● **Your goal**
Reproduce the workers' compensation court opinion below in full, word for word.

● **Excerpt provided**
================================

DocketNumber: 90-11927; CA A74998
Citation Numbers: 118 Or. App. 368, 848 P.2d 116, 1993 Ore. App. LEXIS 248
Judges: Deits, Richardson, Rossman
Filed Date: 3/3/1993
Status: Precedential
Modified Date: 11/13/2024
Smurfit Newsprint, a self-insured employer, seeks review of an order of the Workers’ Compensation Board holding that it must process claimant’s request for knee surgery. We reverse and remand for reconsideration.
Claimant suffered a compensable knee injury in 1977, while working for Smurfit, then insured by EBI.
In 1988, claimant’s doctor recommended a total left knee replacement. EBI, as Smurfit’s insurer at the time of the 1977 injury, authorized knee replacement surgery and requested that the Board reopen the 1977 claim on its own motion. The Board did so. Claimant requested a hearing, contending that the 1988 surgery should not have been processed under the Board’s own motion as a reopening of the 1977 claim, but rather as an aggravation of the 1984 injury. Smurfit denies that the surgery is related to the 1984 injury.
ORS 656.308(1) provides:
“When a worker sustains a compensable injury, the responsible employer shall remain responsible for future compensable medical services and disability relating to the*371 compensable condition unless the worker sustains a new compensable injury involving the same condition. If a new compensable injury occurs, all further compensable medical services and disability involving the same condition shall be processed as a new injury claim by the subsequent employer.”
In SAIF v. Drews, 117 Or App 596, 845 P2d 217 (1993), we held that, in order to shift responsibility to a subsequent employer under ORS 656.308(1), the first employer has the burden to establish that the claimant experienced a new injury at the subsequent employment. That is established if it is shown that the subsequent incident is a material contributing cause of the claimant’s disability or need for treatment. Here, the Board found that the 1984 incident, after Smurfit became self-insured, was a new injury. Smurfit does not dispute that finding. The Board also said that
“there may be a dispute about whether claimant’s ‘knee condition’ as it existed on June 15, 1988, when surgery was recommended * * * was related to the * * * 1984 injury.”

================================

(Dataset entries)
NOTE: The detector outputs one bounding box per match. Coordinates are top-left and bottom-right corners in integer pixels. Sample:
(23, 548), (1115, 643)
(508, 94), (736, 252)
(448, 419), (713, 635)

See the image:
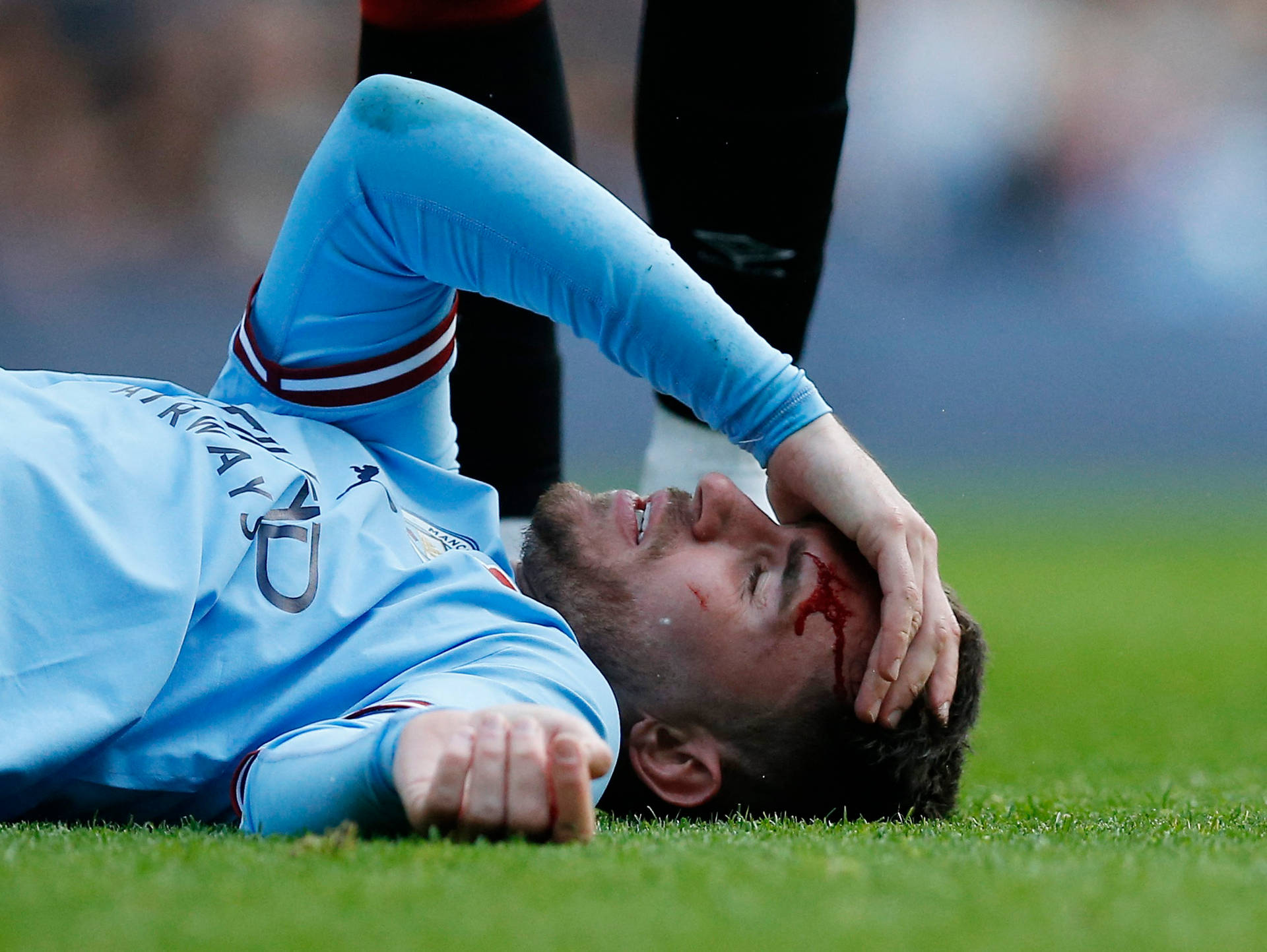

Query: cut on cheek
(793, 552), (870, 703)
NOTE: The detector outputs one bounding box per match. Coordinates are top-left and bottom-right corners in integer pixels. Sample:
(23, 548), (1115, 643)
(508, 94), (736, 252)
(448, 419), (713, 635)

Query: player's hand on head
(767, 415), (959, 726)
(393, 704), (612, 843)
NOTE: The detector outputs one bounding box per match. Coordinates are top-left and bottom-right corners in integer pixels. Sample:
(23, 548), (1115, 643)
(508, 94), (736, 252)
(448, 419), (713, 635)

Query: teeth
(637, 501), (651, 542)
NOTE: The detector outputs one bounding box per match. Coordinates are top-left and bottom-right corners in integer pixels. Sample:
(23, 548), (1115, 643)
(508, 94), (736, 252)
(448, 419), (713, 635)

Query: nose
(690, 472), (775, 542)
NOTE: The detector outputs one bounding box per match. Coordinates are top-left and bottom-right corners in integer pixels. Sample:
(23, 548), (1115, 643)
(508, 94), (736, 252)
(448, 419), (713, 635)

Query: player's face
(519, 474), (879, 707)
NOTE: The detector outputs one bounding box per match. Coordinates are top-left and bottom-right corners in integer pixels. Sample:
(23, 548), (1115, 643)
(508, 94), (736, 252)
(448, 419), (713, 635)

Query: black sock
(636, 0), (854, 418)
(358, 3), (573, 517)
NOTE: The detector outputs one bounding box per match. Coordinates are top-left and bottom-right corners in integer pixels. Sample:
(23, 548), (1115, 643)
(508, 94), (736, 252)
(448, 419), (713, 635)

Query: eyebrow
(779, 537), (804, 614)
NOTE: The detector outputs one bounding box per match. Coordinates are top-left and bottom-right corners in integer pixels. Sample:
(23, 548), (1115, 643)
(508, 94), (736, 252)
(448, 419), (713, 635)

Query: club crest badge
(401, 509), (479, 562)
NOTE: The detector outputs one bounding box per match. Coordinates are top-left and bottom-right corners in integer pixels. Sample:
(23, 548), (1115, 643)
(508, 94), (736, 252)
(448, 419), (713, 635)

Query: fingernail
(555, 742), (580, 763)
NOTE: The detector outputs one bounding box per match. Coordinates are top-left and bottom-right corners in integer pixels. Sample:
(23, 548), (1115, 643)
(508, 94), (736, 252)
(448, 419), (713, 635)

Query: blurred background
(0, 0), (1267, 491)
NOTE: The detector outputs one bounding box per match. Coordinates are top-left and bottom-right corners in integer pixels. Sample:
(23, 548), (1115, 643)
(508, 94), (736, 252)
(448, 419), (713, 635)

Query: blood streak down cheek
(793, 552), (853, 701)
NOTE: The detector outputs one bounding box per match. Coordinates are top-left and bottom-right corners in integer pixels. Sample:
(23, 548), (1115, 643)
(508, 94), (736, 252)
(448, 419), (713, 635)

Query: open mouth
(634, 499), (651, 544)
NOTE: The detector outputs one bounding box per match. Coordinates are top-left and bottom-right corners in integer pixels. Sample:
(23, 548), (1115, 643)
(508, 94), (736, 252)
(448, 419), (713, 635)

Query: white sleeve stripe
(275, 320), (457, 391)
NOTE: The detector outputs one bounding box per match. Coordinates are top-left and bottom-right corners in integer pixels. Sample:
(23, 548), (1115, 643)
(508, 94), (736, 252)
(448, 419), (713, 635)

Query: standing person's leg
(357, 0), (573, 542)
(636, 0), (854, 507)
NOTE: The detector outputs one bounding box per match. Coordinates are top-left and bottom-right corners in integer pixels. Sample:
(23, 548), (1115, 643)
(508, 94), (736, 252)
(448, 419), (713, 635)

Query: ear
(627, 718), (721, 806)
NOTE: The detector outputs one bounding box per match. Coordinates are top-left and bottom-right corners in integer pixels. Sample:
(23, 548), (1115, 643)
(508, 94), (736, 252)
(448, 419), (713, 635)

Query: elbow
(343, 73), (438, 135)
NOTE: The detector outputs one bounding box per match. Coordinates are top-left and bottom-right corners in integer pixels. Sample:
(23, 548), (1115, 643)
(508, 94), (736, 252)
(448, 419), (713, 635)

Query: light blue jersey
(0, 77), (828, 832)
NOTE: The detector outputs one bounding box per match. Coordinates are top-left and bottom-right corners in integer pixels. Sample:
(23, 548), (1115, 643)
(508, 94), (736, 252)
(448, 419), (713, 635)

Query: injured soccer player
(0, 76), (983, 841)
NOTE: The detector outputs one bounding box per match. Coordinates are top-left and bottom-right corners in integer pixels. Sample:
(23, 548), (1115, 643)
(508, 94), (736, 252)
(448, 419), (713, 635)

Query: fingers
(854, 538), (926, 723)
(550, 734), (594, 843)
(505, 718), (550, 838)
(457, 714), (509, 837)
(927, 602), (960, 724)
(854, 522), (959, 728)
(397, 708), (612, 843)
(879, 588), (959, 728)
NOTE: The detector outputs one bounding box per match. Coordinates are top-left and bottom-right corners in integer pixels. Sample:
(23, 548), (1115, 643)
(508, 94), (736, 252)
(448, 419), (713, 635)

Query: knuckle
(507, 806), (550, 837)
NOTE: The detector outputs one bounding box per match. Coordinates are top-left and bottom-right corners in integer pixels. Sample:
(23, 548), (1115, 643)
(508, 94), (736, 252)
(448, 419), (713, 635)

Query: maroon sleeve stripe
(233, 281), (457, 406)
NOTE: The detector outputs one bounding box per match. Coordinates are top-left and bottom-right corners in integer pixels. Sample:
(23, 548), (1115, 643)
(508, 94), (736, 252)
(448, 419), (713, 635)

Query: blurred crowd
(0, 0), (1267, 307)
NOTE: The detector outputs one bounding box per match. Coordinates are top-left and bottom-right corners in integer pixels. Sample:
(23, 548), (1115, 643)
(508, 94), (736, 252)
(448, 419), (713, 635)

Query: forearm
(260, 77), (828, 462)
(234, 711), (420, 835)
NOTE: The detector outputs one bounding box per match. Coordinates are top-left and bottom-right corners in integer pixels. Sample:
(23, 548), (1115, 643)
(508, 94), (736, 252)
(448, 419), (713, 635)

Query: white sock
(499, 515), (532, 562)
(639, 400), (773, 517)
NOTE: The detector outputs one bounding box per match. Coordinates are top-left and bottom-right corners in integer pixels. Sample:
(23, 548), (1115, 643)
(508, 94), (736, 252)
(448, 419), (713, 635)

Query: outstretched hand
(765, 415), (959, 726)
(391, 704), (612, 843)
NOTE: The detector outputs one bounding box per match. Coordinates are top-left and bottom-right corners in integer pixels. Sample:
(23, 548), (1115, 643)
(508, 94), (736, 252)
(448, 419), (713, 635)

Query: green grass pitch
(0, 478), (1267, 952)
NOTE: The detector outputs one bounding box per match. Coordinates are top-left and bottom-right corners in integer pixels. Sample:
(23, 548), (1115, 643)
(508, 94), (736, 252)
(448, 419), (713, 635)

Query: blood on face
(793, 552), (853, 701)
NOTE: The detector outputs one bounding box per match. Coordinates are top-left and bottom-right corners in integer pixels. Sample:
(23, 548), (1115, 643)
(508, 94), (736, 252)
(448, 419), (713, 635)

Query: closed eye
(748, 565), (764, 598)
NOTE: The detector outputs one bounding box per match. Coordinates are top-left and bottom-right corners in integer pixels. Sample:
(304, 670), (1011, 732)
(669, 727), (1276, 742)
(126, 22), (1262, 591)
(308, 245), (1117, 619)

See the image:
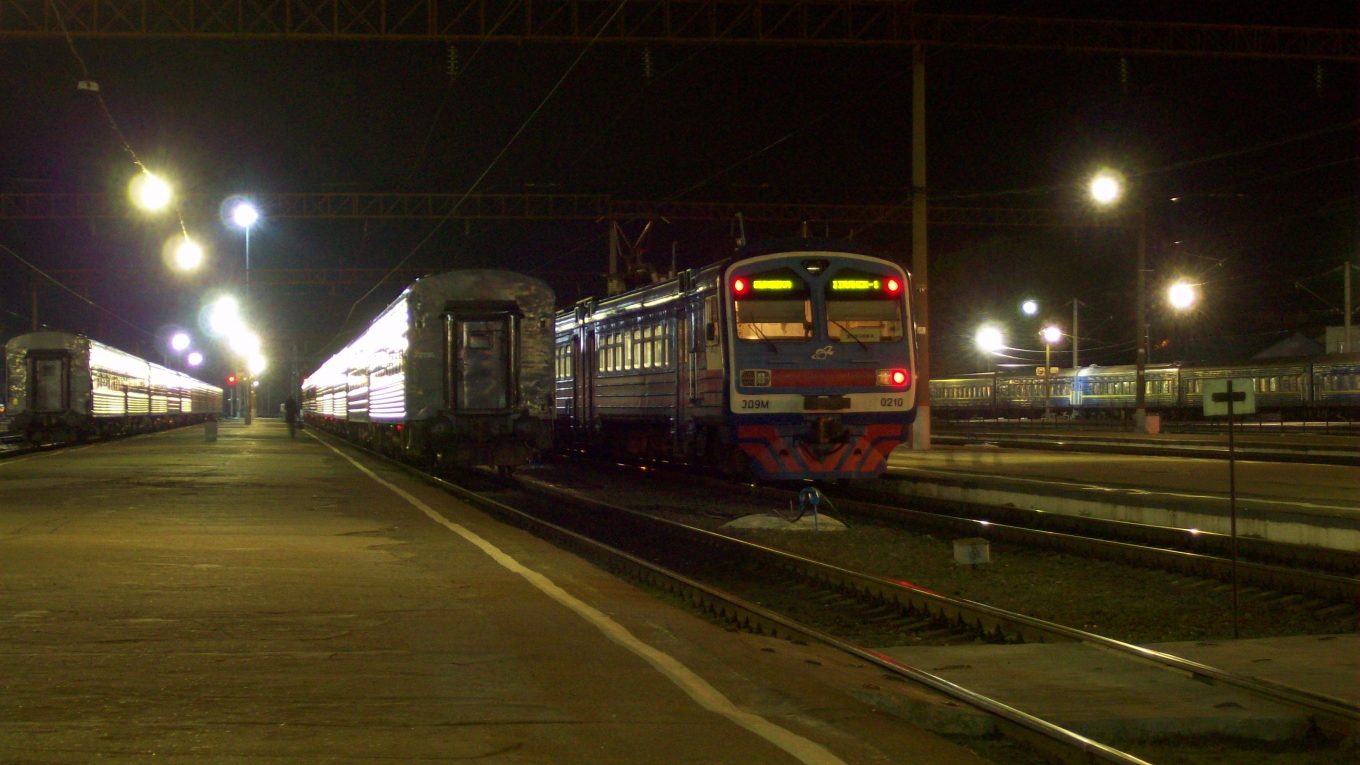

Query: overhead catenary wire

================================

● **Solution**
DocketNumber: 90-11927; CA A74998
Citation Numbers: 118 Or. App. 368, 848 P.2d 116, 1993 Ore. App. LEXIS 248
Judges: Deits, Richardson, Rossman
Filed Date: 3/3/1993
Status: Precedential
Modified Date: 11/13/2024
Smurfit Newsprint, a self-insured employer, seeks review of an order of the Workers’ Compensation Board holding that it must process claimant’s request for knee surgery. We reverse and remand for reconsideration.
Claimant suffered a compensable knee injury in 1977, while working for Smurfit, then insured by EBI.
In 1988, claimant’s doctor recommended a total left knee replacement. EBI, as Smurfit’s insurer at the time of the 1977 injury, authorized knee replacement surgery and requested that the Board reopen the 1977 claim on its own motion. The Board did so. Claimant requested a hearing, contending that the 1988 surgery should not have been processed under the Board’s own motion as a reopening of the 1977 claim, but rather as an aggravation of the 1984 injury. Smurfit denies that the surgery is related to the 1984 injury.
ORS 656.308(1) provides:
“When a worker sustains a compensable injury, the responsible employer shall remain responsible for future compensable medical services and disability relating to the*371 compensable condition unless the worker sustains a new compensable injury involving the same condition. If a new compensable injury occurs, all further compensable medical services and disability involving the same condition shall be processed as a new injury claim by the subsequent employer.”
In SAIF v. Drews, 117 Or App 596, 845 P2d 217 (1993), we held that, in order to shift responsibility to a subsequent employer under ORS 656.308(1), the first employer has the burden to establish that the claimant experienced a new injury at the subsequent employment. That is established if it is shown that the subsequent incident is a material contributing cause of the claimant’s disability or need for treatment. Here, the Board found that the 1984 incident, after Smurfit became self-insured, was a new injury. Smurfit does not dispute that finding. The Board also said that
“there may be a dispute about whether claimant’s ‘knee condition’ as it existed on June 15, 1988, when surgery was recommended * * * was related to the * * * 1984 injury.”